▸ **ATIVIDADE 1**:
Na entrevista com Scholastique, qual livro será lançado na França em outubro?
▸ **ATIVIDADE 2**:
Como fica em inglês a frase "Era meu dever: erguer uma tumba de papel para aqueles que permaneceriam insepultos.", da entrevista com Scholastique?
▸ **ATIVIDADE 3**:
Dê seguimento à entrevista com Scholastique a partir do ponto em que ela termina.

▸ **TRECHO DO TEXTO**:
▶

Scholastique - Existem limites para a memória? É para preservar esta memória e a memória das vítimas do genocídio tutsi que caíram no anonimato das valas comuns que comecei a escrever. Era meu dever: erguer uma tumba de papel para aqueles que permaneceriam insepultos. Se os meus últimos livros, "Kibogo est monté au ciel" e "Sister Deborah", que será lançado na França em outubro, se desviam das minhas memórias pessoais, é porque eles querem contribuir para a memória coletiva do povo ruandês cuja história há muito tempo tem sido falsificada por ideologias racistas e coloniais. Mas estou certa de que um dia voltarei à minha primeira fonte de inspiração: minha infância no exílio em Nyamata.
O POVO - A repercussão do livro "Baratas" impulsionou os outros livros que a senhora publicou? Ou a senhora tinha um projeto literário ?
Scholastique - "Inyenzi" ou "Baratas" tem despertado o interesse de leitores e críticos. Isso me incentivou a continuar escrevendo. Sem que eu soubesse, havia me tornado uma escritora.
O POVO - No livro "A mulher de pés descalços", a senhora narra muitas tradições das mulheres ruandesas. Como é viver numa cultura tão diferente e ainda guardar muitos desses ensinos tradicionais ?
Scholastique - Era papel das mães transmitir as tradições adaptando-as às mudanças para o bem dos filhos. Isso é o que Stefania faz em A Mulher de pés Descalços. Jovens ruandeses aculturados pela educação ocidental pedem para se reconectar com o passado que muitas vezes ignoram. Também é meu papel como escritora ruandesa transmitir a eles o que minha mãe me transmitiu.
O POVO - Em "Um belo diploma", um dos trechos mais emocionantes trata das suas memórias sobre seu pai, Cosmas, e sua busca pelos vestígios da vida desse homem. Foi muito difícil para a senhora lidar com essa memória ?
Scholastique - Foi meu pai quem salvou minha vida ao exigir, apesar da minha relutância, que eu fosse para a escola e obtivesse esse famoso “belo diploma”. Uma filha segue os passos da mãe. As atividades do pai, “ministro das Relações Exteriores da família” permaneceram misteriosas por muito tempo.
O POVO - No livro "Nossa Senhora do Nilo", diferente dos outros, não foi narrado em primeira pessoa. Por que a senhora considerou necessário esse distanciamento?

◀

Itens armazenados de uma coleção
▶

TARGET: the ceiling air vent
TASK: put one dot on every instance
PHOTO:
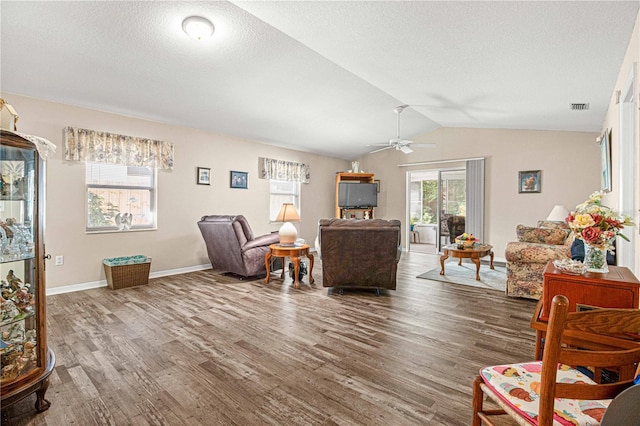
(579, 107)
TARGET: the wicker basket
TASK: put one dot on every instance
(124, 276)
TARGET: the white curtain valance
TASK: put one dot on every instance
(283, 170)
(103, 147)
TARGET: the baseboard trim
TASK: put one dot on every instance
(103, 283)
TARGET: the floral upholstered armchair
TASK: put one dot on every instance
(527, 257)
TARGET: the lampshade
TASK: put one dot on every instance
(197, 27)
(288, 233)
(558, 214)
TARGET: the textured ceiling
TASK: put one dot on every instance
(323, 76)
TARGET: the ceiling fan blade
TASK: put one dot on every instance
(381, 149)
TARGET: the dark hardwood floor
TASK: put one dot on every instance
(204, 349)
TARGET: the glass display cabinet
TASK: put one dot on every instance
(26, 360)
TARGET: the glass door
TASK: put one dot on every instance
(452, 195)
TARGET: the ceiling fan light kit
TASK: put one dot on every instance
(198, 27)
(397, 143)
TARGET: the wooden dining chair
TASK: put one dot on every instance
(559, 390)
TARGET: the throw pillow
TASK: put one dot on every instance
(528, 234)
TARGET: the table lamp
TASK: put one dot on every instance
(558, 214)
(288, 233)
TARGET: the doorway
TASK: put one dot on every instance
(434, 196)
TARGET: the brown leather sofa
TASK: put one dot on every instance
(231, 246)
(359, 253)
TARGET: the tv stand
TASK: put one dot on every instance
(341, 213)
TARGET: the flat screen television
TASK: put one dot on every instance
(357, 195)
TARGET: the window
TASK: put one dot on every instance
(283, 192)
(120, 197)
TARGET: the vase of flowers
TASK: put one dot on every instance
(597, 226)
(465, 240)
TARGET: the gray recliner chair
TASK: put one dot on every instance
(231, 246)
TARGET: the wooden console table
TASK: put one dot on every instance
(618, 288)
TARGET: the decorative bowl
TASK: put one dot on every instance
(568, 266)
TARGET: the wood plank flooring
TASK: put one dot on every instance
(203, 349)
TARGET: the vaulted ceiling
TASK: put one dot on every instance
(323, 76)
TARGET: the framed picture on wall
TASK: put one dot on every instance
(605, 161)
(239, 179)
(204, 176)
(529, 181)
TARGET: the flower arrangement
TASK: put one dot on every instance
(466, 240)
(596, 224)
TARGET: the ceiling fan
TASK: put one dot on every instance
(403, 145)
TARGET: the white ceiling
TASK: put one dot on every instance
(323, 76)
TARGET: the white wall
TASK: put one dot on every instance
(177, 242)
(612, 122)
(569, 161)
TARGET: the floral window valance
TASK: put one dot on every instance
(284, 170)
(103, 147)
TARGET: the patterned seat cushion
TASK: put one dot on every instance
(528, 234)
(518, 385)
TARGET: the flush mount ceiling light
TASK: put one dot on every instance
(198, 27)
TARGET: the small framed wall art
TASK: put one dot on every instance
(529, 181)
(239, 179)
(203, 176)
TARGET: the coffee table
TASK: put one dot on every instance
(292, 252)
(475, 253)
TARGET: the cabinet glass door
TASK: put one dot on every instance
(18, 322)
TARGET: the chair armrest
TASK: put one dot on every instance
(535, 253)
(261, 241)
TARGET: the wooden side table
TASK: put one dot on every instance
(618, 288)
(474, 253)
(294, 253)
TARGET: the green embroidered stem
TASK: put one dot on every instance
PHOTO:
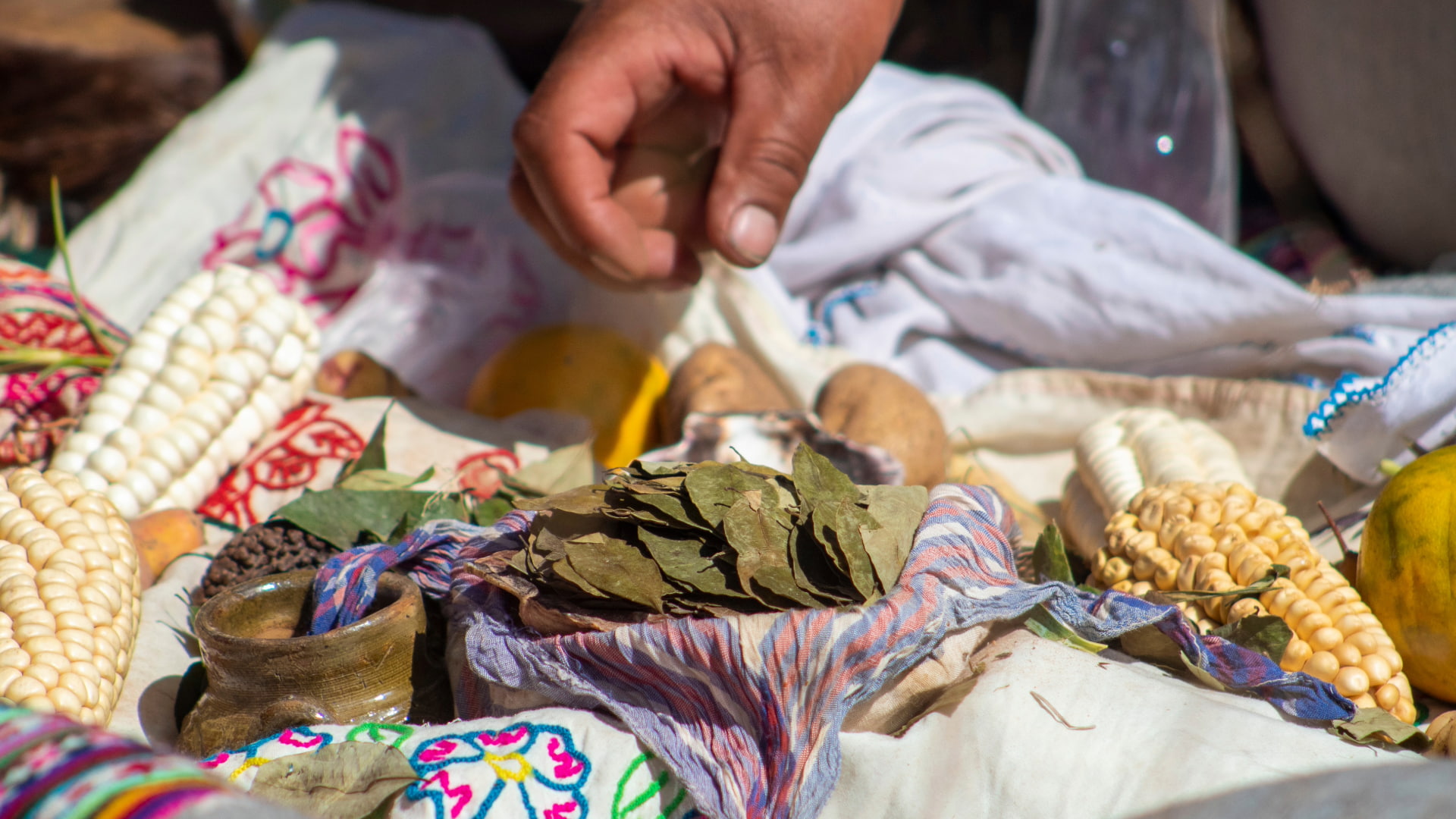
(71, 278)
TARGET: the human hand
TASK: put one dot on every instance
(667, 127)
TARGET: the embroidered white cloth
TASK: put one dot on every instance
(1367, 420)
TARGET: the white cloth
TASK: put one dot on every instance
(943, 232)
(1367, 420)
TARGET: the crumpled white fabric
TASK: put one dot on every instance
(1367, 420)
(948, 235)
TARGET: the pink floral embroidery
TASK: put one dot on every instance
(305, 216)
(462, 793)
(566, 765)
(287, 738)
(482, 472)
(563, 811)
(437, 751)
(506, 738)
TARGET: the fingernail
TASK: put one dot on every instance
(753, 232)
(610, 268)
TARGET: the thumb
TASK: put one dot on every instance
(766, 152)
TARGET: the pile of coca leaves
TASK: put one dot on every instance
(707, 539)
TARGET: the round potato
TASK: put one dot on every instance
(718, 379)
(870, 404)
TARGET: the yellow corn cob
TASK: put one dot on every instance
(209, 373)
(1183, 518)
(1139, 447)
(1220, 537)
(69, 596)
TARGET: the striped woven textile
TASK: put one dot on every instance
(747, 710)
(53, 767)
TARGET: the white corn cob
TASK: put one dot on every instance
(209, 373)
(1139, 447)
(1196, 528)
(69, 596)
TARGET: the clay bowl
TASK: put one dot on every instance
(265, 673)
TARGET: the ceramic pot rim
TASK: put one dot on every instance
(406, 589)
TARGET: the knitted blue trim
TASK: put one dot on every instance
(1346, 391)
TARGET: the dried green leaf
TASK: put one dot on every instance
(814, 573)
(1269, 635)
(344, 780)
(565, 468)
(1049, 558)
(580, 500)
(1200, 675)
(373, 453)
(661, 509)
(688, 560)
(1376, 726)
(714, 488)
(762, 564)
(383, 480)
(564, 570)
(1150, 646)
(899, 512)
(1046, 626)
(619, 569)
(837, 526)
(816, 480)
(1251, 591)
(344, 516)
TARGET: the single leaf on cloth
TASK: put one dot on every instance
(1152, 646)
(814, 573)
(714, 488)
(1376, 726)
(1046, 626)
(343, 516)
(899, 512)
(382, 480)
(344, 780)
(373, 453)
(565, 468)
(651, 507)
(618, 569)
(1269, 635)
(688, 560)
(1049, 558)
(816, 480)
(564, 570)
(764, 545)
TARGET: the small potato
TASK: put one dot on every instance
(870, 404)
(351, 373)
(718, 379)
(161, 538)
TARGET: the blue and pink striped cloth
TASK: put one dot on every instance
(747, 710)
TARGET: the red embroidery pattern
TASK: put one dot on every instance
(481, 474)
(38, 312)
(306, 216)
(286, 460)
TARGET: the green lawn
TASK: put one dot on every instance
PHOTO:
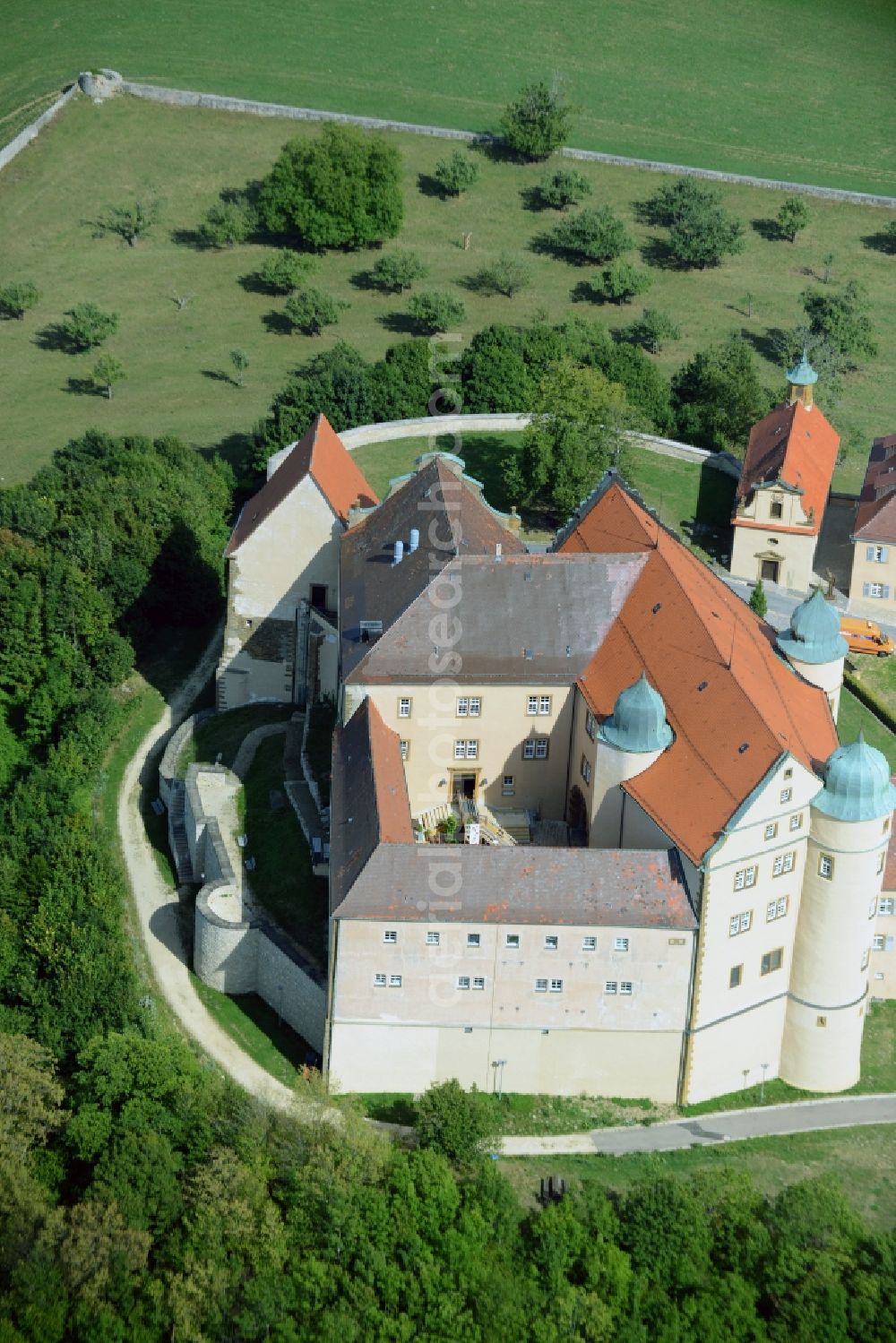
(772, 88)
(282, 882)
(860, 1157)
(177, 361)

◀

▸ **RESPOSTA 1**:
"Sister Deborah".

▸ **RESPOSTA 2**:
It was my duty: to build a paper tomb for those who would remain unburied.

▸ **RESPOSTA 3**:
Scholastique - Sim, "Nossa Senhora do Nilo" é em grande parte baseado em minhas memórias da escola Notre-Dame de Citeau, em Kigali. Foi lá que experimentei a violência da discriminação, sozinha, contra meus colegas hutus, porque, se em Nyamata, a violência sempre esteve presente, ela foi compartilhada por toda a comunidade de exilados. A forma do romance me deu a distância necessária para abordar assuntos maiores. E então, "Nossa Senhora do Nilo" é um romance “polifônico”: não se baseia em uma única heroína, mas em vários personagens contrastantes em suas posições e atitudes. O ensino médio imaginário é o microcosmo de Ruanda na década de 1970, um prelúdio distante do genocídio.
O POVO - Em "Baratas", a senhora revela como o regime hutu utilizou um sistema de comunicação por rádio para propagar o ódio contra os tutsis e armar as pessoas para o massacre de 1994. A senhora considera que os movimentos de ódio nas redes sociais fragilizam a democracia ?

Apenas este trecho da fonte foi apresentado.